# Listed records:
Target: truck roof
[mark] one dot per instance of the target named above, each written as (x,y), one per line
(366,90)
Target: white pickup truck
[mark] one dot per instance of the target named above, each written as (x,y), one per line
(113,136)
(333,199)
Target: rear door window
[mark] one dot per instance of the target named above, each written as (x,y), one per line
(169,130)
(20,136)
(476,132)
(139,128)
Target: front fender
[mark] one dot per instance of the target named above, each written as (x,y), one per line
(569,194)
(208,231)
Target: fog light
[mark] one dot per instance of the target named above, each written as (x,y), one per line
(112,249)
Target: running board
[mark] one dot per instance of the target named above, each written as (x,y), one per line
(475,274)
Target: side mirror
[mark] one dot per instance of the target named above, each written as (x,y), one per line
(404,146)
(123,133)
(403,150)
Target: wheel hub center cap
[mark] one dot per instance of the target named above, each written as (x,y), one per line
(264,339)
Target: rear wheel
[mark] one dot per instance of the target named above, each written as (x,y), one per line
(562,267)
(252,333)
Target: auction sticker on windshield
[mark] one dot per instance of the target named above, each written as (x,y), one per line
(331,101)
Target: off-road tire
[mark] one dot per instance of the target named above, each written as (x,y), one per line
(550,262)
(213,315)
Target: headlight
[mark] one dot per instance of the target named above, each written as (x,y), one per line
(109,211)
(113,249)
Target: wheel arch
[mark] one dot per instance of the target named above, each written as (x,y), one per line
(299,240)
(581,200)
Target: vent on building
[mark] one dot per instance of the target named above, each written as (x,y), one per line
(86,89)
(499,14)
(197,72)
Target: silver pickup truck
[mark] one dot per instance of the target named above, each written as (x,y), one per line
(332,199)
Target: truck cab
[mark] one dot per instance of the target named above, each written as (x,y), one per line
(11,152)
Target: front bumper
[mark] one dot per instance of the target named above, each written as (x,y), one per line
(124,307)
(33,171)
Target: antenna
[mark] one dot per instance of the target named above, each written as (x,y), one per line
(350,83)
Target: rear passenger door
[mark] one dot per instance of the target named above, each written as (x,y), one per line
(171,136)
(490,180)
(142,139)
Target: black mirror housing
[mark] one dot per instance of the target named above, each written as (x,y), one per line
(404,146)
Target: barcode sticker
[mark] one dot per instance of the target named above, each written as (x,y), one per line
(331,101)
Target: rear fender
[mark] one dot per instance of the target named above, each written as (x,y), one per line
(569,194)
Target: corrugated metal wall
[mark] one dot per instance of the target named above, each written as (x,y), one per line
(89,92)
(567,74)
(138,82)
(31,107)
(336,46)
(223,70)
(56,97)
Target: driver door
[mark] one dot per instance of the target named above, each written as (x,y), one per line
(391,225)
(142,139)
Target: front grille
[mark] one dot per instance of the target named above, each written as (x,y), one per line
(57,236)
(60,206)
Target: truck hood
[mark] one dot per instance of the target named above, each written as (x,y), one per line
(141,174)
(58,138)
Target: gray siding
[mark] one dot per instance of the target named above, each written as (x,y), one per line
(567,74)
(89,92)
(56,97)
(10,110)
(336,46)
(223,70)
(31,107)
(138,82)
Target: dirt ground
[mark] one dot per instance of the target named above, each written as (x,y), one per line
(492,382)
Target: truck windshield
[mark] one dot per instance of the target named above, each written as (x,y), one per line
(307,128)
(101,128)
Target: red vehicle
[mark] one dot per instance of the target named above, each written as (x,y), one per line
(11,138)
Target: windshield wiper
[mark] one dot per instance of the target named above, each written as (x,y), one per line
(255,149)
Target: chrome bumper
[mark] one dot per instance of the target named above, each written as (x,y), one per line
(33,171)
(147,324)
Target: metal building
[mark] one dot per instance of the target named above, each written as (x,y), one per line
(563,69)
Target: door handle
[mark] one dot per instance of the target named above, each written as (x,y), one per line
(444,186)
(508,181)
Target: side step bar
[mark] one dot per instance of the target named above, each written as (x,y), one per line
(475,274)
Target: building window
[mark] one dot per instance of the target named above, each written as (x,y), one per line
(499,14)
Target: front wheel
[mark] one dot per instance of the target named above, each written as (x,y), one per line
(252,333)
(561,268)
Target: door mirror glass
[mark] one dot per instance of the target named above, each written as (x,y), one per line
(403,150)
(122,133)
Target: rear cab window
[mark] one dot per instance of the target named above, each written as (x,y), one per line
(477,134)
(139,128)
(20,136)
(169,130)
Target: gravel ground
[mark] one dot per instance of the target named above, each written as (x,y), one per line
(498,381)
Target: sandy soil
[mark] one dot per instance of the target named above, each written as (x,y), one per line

# What you will do:
Repeat the listing exactly, from its first line to its last.

# Answer to this task:
Target: truck roof
[mark] one dot per instance of the target named above, each written as (x,y), one per line
(366,90)
Target: white pickup truck
[mark] one dot per instance of the target named above, each written as (x,y), one per line
(113,136)
(333,199)
Target: rear door window
[mark] one dot per instance of the target named above, each written as (x,y), one per line
(169,130)
(20,136)
(476,132)
(139,128)
Target: front fender
[mark] one dot per instance of the target named above, each written as (x,y), one per line
(569,194)
(208,231)
Target: fog light
[mark] one dot per instance of the target named above, each written as (x,y), one per line
(112,249)
Target: running board
[mark] one dot per instance of the target named above, each written as (x,y), one per line
(475,274)
Target: side mirror
[mark] one dot per instance of the target named above, each written as (x,y), one per line
(404,146)
(123,133)
(403,150)
Target: wheel hub center cap
[mark] one dot per instance of the target named above, each written as (x,y), one per line
(264,339)
Target: rear wheel
[mark] one dot per instance of the target named above, each written as (x,y), one per line
(562,267)
(252,333)
Target: auction sticker on windshield
[mark] one dot per instance of the target named above, each written as (x,y), one per line
(331,101)
Target: off-road tire
[mark] one dot per instance of the target named above, each written as (x,y), one per line
(550,262)
(213,315)
Target: headlight
[mark] one dot per instance of the target named above, each written as (x,y), one per line
(109,211)
(113,249)
Target: wheel arch
[mark] one dot per instance of the target named above, each written as (x,y), one per line
(299,240)
(581,200)
Target: vent on building
[mark] one dot per instance of the target named above, each written as (x,y), one per line
(86,89)
(499,14)
(197,72)
Target: silver pickup truck
[mark] one dot per instance of the target named above, each written as (x,y), one per line
(332,199)
Target: truck cab
[mark] one dot per instance of the target named above, each written as (x,y), one per line
(11,152)
Target: front bumper
[mark] one dot per instance of the target named above, each written as (x,y), one per line
(124,307)
(33,171)
Target: antenna
[mark] one dot per instance of the target named above, each written as (x,y), one per line
(350,83)
Target: rear passenger door
[mark] one dot per instance of the target named above, each written as (x,y), one per line
(171,136)
(490,180)
(142,139)
Target: black mirror housing
[mark] one dot per instance of the target named above, each written as (x,y), one per line
(404,146)
Target: barcode sticker
[mark] one dot per instance of the target named above, each written as (x,y), one per line
(331,101)
Target: rear fender
[mark] one dot per instance of the target named above, each written as (x,y), one per line
(569,194)
Target: corrugated metal wall
[mark] one dot per instance of the target named above, each written as (x,y), one per line
(89,92)
(567,74)
(138,82)
(31,107)
(336,46)
(223,70)
(56,97)
Target: driver door
[mark] one dot per instance of the target named above, each written as (x,y), one per line
(391,225)
(142,139)
Target: front grille
[mark] one dot per instance of the target named above, each written as (x,y), one per line
(57,236)
(60,206)
Target: truck hood
[mark] one dot per instance of the target named above, each written as (x,y), one per line
(141,174)
(58,138)
Target: gray siding
[mark] one dot per instance of the target named above, each written as (x,y), one per line
(567,74)
(89,92)
(56,97)
(10,110)
(336,46)
(223,70)
(31,107)
(138,82)
Target: dirt ground
[mark] one dot per instance of the target named above, each written as (x,y), one per line
(492,382)
Target: truck windshield
[mark] one dot per instance of the target named above, each written as (x,y), one per line
(307,128)
(101,128)
Target: red vehicle
[mark] one dot per instance of the target named above, each written as (x,y), one per line
(11,138)
Target: windshield wiper
[mark] one dot per instance of the target named above, each written as (x,y), one per line
(255,149)
Target: chrome bumper
[mark] one dot per instance of the target named above, each written as (x,y), one per line
(33,171)
(147,324)
Target: metal building
[mark] one dot per instance of the target named above, each written as (x,y), one per line
(563,69)
Target: door handle
[mark] one dot per instance of the target named above, each written as (x,y), one per line
(444,186)
(508,181)
Target: side step bar
[mark] one dot per instance of the target named above, each written as (x,y), one per line
(475,274)
Target: building window
[mark] one dot per instance of the target named above, each written as (x,y), one per line
(499,14)
Target: front wheel
[mark] one dot per instance of the target named above, each written as (x,y), one per line
(252,333)
(561,268)
Target: door mirror glass
[mark] one dot per instance of the target named above, each written as (x,y), one per line
(403,150)
(122,133)
Target: rear cab window
[mark] one dot per instance of the target named above, each written as (x,y), one per line
(477,134)
(139,128)
(20,136)
(169,130)
Target: gravel ground
[mark] one dot per instance of the target named above, each written as (x,y), one per line
(498,381)
Target: sandy soil
[mark] one dot per instance of the target named above, each written as (x,y), one per line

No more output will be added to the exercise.